→ DO THIS: Reproduce verbatim the lines of the records from the one containing "Task #4217 — mark every white" down to the one containing "758,0,861,226", both endpoints included.

═════ MATERIAL PROVIDED

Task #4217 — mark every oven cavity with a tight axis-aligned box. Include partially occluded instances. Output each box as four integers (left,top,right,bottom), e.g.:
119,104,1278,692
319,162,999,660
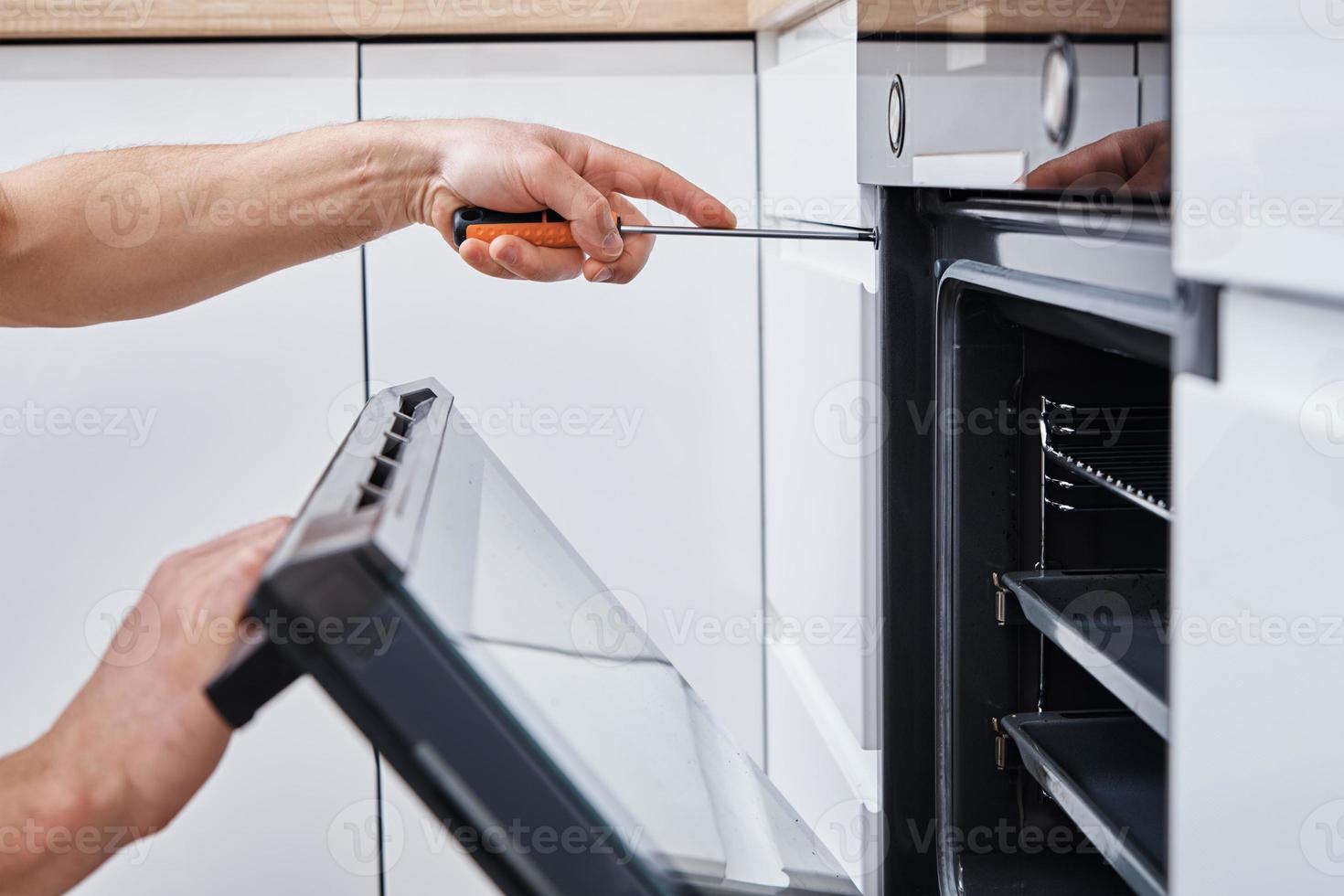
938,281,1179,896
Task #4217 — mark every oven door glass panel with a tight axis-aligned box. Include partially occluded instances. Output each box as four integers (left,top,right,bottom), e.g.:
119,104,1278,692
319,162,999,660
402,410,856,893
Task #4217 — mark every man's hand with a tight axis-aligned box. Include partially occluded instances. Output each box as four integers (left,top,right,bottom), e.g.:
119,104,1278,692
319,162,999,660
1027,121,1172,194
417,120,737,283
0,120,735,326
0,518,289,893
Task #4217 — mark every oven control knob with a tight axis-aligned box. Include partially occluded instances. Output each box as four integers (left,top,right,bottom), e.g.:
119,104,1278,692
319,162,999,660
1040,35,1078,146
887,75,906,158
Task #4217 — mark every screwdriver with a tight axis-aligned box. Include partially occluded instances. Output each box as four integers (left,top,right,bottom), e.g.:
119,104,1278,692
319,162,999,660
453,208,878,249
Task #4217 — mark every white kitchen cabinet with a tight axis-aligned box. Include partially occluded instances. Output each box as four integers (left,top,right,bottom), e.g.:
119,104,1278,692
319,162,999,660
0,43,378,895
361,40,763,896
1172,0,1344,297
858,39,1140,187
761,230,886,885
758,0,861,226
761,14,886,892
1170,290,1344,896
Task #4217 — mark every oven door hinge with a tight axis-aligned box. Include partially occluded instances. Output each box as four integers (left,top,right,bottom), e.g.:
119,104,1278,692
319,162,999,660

══════════

→ ANSWER:
Task #4217 — mark every white kitchen cabinet with a tight axis-aligned box. Include partially occluded instances. Output each box as four integers (left,top,right,bottom), e.g.:
119,104,1278,692
319,162,999,660
0,43,378,895
361,40,763,896
1172,0,1344,297
858,39,1140,187
761,230,886,885
758,0,861,226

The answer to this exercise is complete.